→ Task prompt:
Report every line of the records that includes the word "headlight".

#####

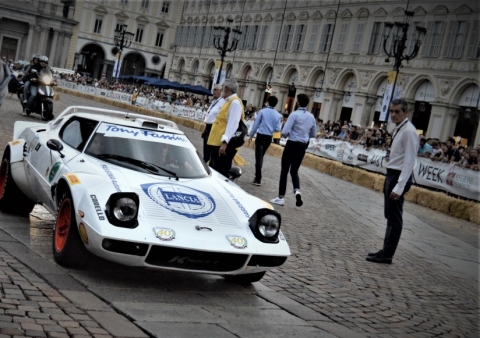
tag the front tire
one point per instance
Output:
(12, 199)
(247, 278)
(68, 249)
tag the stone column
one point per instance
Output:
(53, 49)
(65, 47)
(28, 48)
(43, 40)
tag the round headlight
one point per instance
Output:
(125, 209)
(268, 225)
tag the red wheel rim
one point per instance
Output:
(63, 225)
(3, 176)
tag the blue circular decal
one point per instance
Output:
(186, 201)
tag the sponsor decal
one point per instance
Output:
(83, 233)
(164, 234)
(431, 173)
(237, 202)
(98, 208)
(362, 157)
(53, 171)
(238, 242)
(73, 179)
(112, 177)
(112, 130)
(330, 147)
(185, 201)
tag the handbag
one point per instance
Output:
(238, 139)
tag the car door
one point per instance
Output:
(47, 165)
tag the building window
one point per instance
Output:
(342, 37)
(119, 26)
(357, 42)
(326, 38)
(275, 36)
(286, 38)
(159, 39)
(98, 24)
(165, 7)
(436, 35)
(263, 38)
(299, 37)
(313, 37)
(455, 39)
(139, 35)
(376, 39)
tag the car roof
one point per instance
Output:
(123, 118)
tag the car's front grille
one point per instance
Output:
(194, 259)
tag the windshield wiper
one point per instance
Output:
(153, 168)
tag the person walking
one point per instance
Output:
(299, 128)
(212, 112)
(224, 127)
(401, 159)
(267, 122)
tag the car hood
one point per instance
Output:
(208, 201)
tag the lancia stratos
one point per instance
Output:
(132, 189)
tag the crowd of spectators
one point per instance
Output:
(376, 137)
(149, 92)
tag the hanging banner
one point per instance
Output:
(117, 66)
(215, 76)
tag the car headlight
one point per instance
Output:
(47, 79)
(122, 209)
(125, 209)
(265, 225)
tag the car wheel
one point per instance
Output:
(68, 249)
(246, 278)
(12, 199)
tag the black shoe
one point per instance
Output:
(375, 253)
(379, 259)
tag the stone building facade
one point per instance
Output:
(152, 22)
(333, 51)
(35, 26)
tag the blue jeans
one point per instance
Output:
(393, 210)
(33, 95)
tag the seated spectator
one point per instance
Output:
(472, 162)
(424, 149)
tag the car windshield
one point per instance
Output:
(146, 150)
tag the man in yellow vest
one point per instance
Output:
(224, 127)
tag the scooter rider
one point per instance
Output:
(26, 86)
(33, 77)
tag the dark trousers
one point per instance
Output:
(292, 157)
(222, 164)
(207, 150)
(262, 142)
(393, 210)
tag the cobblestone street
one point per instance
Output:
(430, 290)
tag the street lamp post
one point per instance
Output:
(226, 45)
(123, 39)
(396, 48)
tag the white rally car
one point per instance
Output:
(132, 189)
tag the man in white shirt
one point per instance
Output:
(401, 159)
(210, 116)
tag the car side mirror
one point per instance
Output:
(56, 146)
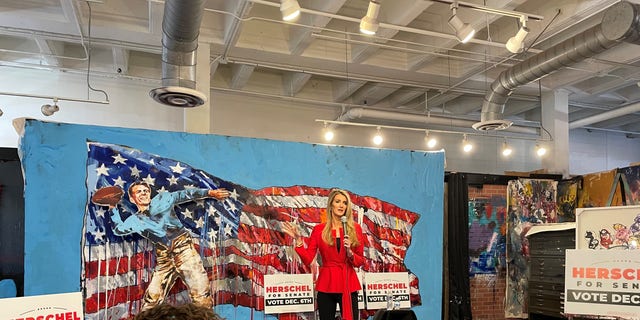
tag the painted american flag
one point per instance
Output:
(240, 238)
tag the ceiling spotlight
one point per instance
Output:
(369, 23)
(377, 139)
(466, 145)
(48, 109)
(290, 9)
(430, 141)
(464, 31)
(516, 43)
(506, 149)
(540, 150)
(328, 133)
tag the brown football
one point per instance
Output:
(107, 196)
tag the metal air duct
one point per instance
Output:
(619, 23)
(180, 30)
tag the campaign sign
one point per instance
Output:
(284, 293)
(380, 284)
(63, 306)
(602, 283)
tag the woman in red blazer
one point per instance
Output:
(340, 252)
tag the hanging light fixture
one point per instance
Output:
(430, 140)
(516, 43)
(369, 23)
(466, 145)
(464, 31)
(540, 150)
(506, 149)
(377, 138)
(328, 133)
(48, 109)
(290, 9)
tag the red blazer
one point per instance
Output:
(335, 265)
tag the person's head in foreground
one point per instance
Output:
(189, 311)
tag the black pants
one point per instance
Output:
(327, 305)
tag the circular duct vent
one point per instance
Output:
(492, 125)
(178, 97)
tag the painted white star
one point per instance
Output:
(119, 182)
(135, 172)
(199, 223)
(233, 195)
(149, 180)
(187, 213)
(102, 170)
(231, 205)
(177, 168)
(98, 235)
(227, 230)
(173, 180)
(211, 210)
(100, 213)
(119, 159)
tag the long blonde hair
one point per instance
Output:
(351, 231)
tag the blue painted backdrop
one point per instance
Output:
(54, 159)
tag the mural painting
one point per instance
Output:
(487, 230)
(158, 230)
(567, 200)
(530, 202)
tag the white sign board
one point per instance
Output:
(379, 285)
(66, 306)
(285, 293)
(603, 283)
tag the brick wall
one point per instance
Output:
(488, 290)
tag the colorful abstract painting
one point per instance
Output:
(567, 200)
(487, 241)
(239, 239)
(529, 202)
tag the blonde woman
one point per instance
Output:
(340, 251)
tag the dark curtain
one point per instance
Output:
(459, 298)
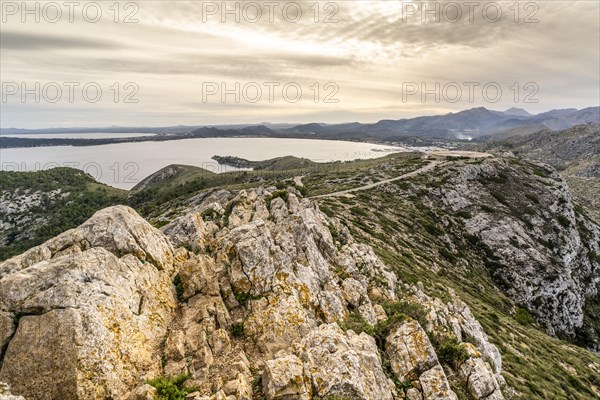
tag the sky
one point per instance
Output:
(155, 63)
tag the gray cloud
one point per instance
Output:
(30, 41)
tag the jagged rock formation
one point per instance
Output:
(5, 393)
(263, 282)
(84, 315)
(541, 250)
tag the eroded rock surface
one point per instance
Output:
(244, 292)
(89, 309)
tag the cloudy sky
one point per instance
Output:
(170, 63)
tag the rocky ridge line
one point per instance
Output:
(263, 282)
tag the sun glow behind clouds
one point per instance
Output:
(369, 52)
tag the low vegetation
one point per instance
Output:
(172, 387)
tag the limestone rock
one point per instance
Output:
(5, 393)
(435, 385)
(92, 321)
(479, 378)
(284, 379)
(343, 364)
(410, 351)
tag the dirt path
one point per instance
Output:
(426, 168)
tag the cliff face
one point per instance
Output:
(254, 293)
(540, 249)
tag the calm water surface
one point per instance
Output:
(84, 135)
(124, 165)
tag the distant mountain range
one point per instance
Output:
(475, 123)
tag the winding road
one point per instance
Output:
(428, 167)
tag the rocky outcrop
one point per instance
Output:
(242, 288)
(539, 248)
(329, 363)
(5, 393)
(413, 359)
(89, 308)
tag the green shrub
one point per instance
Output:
(172, 387)
(243, 297)
(179, 288)
(355, 322)
(237, 329)
(524, 317)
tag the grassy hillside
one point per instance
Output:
(407, 221)
(574, 152)
(424, 242)
(416, 235)
(39, 205)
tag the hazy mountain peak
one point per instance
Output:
(517, 112)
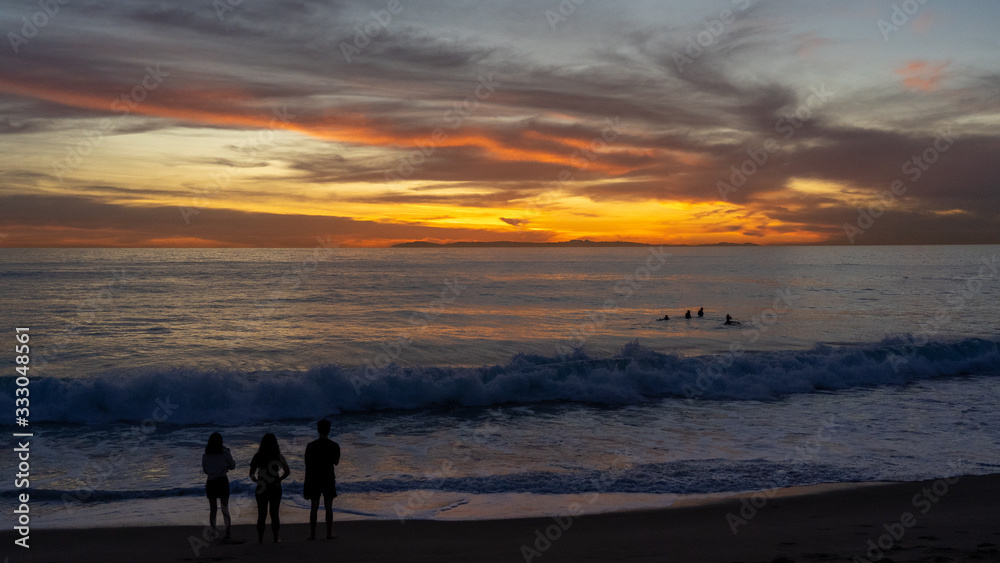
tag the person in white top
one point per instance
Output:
(215, 463)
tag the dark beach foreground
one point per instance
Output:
(939, 521)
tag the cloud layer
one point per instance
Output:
(142, 123)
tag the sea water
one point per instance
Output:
(472, 383)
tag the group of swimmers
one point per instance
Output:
(701, 313)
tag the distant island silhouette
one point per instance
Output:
(577, 243)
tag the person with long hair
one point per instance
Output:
(216, 462)
(268, 469)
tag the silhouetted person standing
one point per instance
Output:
(268, 469)
(321, 457)
(216, 462)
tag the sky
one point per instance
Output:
(273, 123)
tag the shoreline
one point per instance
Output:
(938, 520)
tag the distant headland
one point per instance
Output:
(577, 243)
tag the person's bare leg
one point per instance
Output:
(213, 509)
(275, 520)
(312, 517)
(225, 515)
(328, 505)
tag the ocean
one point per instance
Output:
(480, 383)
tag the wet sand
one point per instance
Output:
(933, 521)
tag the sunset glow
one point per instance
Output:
(261, 128)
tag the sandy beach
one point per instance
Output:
(939, 521)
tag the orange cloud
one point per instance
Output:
(206, 107)
(922, 75)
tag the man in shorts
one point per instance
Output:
(321, 456)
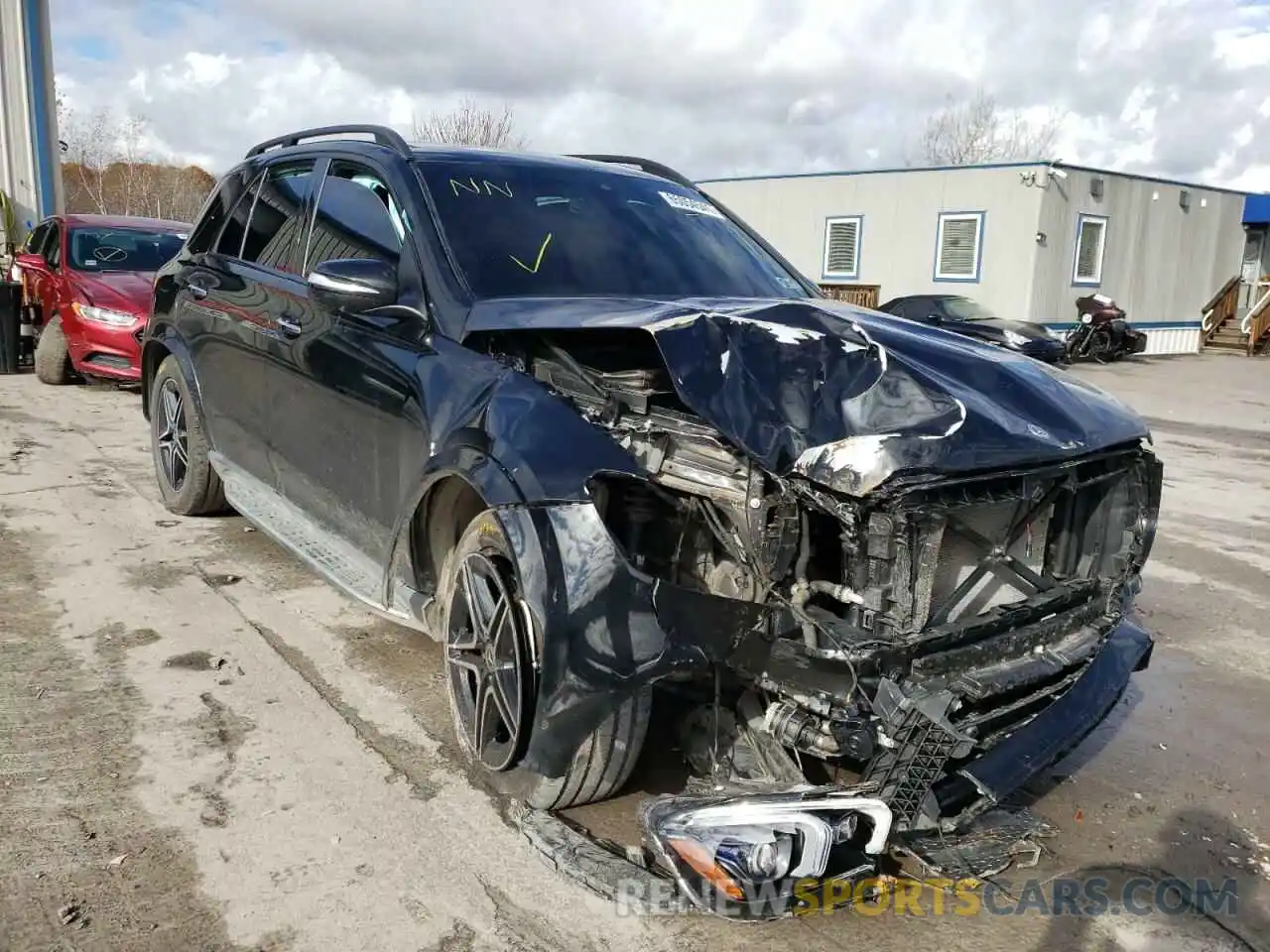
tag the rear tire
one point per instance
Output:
(481, 567)
(178, 443)
(54, 356)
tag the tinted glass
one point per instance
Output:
(530, 229)
(54, 245)
(122, 249)
(356, 217)
(230, 243)
(36, 239)
(277, 217)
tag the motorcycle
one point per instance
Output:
(1103, 333)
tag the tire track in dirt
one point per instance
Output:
(73, 842)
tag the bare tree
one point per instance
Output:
(976, 131)
(470, 125)
(109, 169)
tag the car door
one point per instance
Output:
(230, 308)
(32, 272)
(45, 277)
(348, 433)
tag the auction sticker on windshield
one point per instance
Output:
(690, 204)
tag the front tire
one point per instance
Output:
(492, 678)
(178, 443)
(53, 354)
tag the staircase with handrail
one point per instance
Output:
(1224, 330)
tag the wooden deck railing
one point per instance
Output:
(1256, 324)
(1219, 308)
(857, 295)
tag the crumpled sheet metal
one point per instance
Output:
(846, 397)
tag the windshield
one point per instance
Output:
(962, 308)
(122, 249)
(527, 229)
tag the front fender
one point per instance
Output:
(160, 341)
(606, 630)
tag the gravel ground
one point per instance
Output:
(202, 747)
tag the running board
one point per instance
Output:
(333, 558)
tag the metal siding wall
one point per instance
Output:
(1161, 263)
(901, 216)
(30, 158)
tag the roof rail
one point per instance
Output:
(648, 166)
(382, 135)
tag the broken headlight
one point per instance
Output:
(758, 857)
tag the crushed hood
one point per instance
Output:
(844, 397)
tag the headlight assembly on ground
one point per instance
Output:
(743, 856)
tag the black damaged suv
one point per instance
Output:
(574, 419)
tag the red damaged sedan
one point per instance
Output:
(90, 280)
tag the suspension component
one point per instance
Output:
(807, 731)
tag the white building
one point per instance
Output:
(1025, 239)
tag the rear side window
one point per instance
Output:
(235, 225)
(277, 221)
(212, 220)
(54, 245)
(216, 212)
(356, 217)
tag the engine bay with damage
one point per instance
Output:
(907, 630)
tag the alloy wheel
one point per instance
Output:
(486, 662)
(173, 438)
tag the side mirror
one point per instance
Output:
(353, 285)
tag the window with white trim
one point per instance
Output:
(959, 245)
(1091, 239)
(842, 248)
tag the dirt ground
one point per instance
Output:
(202, 747)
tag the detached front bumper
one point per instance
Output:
(710, 843)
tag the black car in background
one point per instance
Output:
(580, 424)
(965, 316)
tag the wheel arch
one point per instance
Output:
(154, 352)
(461, 481)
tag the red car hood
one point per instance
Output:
(118, 291)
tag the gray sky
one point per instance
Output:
(1178, 87)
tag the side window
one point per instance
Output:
(54, 245)
(356, 217)
(211, 221)
(230, 243)
(277, 217)
(36, 239)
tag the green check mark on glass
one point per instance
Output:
(538, 261)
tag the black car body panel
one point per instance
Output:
(959, 315)
(784, 379)
(889, 529)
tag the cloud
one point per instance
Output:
(1167, 86)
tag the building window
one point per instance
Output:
(1091, 240)
(959, 246)
(842, 248)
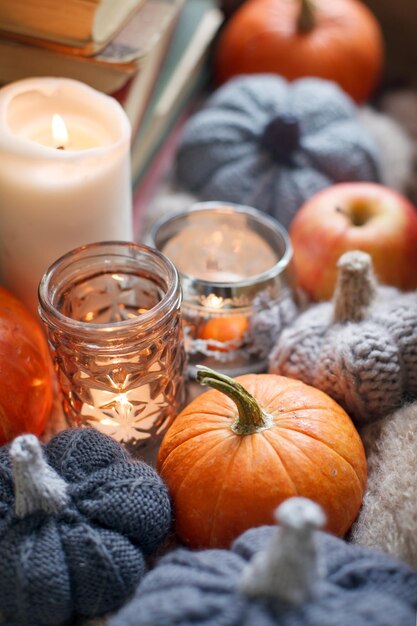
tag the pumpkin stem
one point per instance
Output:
(288, 568)
(306, 20)
(37, 486)
(355, 287)
(251, 418)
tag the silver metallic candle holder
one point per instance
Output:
(234, 266)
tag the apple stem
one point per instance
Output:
(306, 20)
(355, 287)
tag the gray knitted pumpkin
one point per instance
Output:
(290, 576)
(77, 518)
(271, 144)
(360, 348)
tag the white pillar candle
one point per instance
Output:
(58, 193)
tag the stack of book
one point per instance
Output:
(149, 54)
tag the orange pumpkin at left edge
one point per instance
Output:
(239, 450)
(26, 371)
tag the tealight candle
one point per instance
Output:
(112, 314)
(233, 263)
(64, 176)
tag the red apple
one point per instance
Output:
(354, 216)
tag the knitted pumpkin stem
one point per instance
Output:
(355, 287)
(307, 16)
(287, 570)
(251, 418)
(37, 486)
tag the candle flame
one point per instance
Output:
(214, 302)
(59, 130)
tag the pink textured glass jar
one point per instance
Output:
(112, 314)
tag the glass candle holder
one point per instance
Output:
(112, 314)
(234, 265)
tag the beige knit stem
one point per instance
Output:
(37, 486)
(355, 287)
(288, 568)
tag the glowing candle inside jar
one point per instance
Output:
(64, 176)
(219, 249)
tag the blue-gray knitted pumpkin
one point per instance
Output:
(271, 144)
(290, 576)
(77, 519)
(360, 348)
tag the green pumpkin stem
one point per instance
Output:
(37, 486)
(288, 568)
(355, 287)
(307, 17)
(251, 418)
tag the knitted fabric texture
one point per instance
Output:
(73, 540)
(388, 519)
(361, 348)
(262, 141)
(359, 586)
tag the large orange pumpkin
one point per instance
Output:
(26, 371)
(237, 451)
(337, 40)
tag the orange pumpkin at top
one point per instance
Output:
(26, 371)
(239, 450)
(338, 40)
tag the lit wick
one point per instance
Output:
(59, 132)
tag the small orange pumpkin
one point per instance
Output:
(237, 451)
(337, 40)
(26, 371)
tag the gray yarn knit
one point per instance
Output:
(387, 519)
(271, 144)
(74, 541)
(361, 348)
(359, 587)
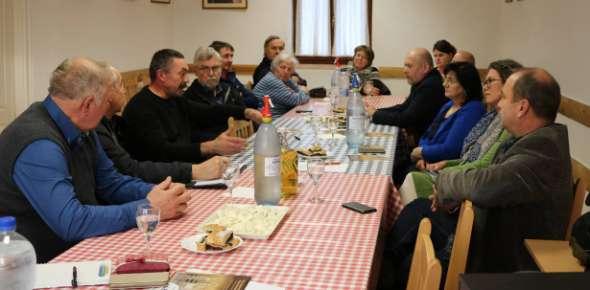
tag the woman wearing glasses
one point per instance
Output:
(480, 145)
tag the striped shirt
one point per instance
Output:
(284, 94)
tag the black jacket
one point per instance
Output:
(160, 129)
(154, 172)
(417, 112)
(223, 94)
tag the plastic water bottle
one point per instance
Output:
(355, 117)
(17, 258)
(267, 160)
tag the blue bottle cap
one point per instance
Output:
(7, 223)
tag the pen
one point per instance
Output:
(74, 277)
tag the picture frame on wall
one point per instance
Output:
(225, 4)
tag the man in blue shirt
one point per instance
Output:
(55, 177)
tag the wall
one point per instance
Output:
(553, 35)
(124, 32)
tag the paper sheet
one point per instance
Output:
(60, 274)
(251, 285)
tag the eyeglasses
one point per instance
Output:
(488, 82)
(450, 81)
(212, 69)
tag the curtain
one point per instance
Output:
(313, 27)
(351, 28)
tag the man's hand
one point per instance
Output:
(416, 154)
(436, 166)
(170, 198)
(421, 165)
(210, 169)
(254, 115)
(370, 109)
(224, 144)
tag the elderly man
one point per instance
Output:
(284, 93)
(464, 56)
(147, 170)
(273, 45)
(228, 76)
(524, 194)
(416, 113)
(56, 179)
(158, 123)
(207, 89)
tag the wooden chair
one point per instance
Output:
(577, 204)
(425, 271)
(556, 255)
(460, 250)
(240, 128)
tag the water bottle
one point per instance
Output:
(17, 258)
(355, 117)
(267, 160)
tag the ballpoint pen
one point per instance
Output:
(74, 277)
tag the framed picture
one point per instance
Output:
(225, 4)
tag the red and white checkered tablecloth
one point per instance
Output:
(322, 106)
(317, 246)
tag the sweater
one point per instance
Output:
(159, 129)
(154, 172)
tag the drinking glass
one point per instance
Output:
(147, 218)
(230, 175)
(315, 169)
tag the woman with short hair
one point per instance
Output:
(277, 84)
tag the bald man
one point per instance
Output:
(464, 56)
(526, 192)
(56, 179)
(416, 113)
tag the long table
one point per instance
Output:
(317, 246)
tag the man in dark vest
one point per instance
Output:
(55, 177)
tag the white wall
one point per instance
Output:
(553, 35)
(123, 32)
(544, 33)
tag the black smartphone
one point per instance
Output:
(217, 183)
(359, 207)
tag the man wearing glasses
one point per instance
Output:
(159, 122)
(207, 89)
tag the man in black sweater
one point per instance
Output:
(147, 170)
(413, 116)
(208, 90)
(159, 121)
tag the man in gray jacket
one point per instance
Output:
(525, 193)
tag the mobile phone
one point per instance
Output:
(359, 207)
(216, 183)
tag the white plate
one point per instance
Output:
(190, 244)
(248, 221)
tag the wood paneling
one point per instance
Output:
(575, 110)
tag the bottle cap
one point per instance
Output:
(266, 114)
(355, 81)
(7, 223)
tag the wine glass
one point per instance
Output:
(147, 218)
(315, 169)
(230, 175)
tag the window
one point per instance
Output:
(325, 29)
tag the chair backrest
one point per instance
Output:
(425, 271)
(460, 250)
(577, 204)
(240, 128)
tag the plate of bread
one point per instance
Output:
(216, 239)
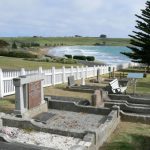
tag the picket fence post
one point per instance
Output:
(53, 76)
(78, 73)
(40, 70)
(72, 71)
(86, 71)
(1, 84)
(23, 72)
(63, 74)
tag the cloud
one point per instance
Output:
(64, 17)
(88, 6)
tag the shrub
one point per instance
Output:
(79, 57)
(90, 58)
(68, 56)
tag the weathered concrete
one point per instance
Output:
(92, 125)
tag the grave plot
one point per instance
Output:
(92, 125)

#####

→ Written response:
tag the round headlight
tag the car headlight
tag the broken headlight
tag the headlight assembly on ground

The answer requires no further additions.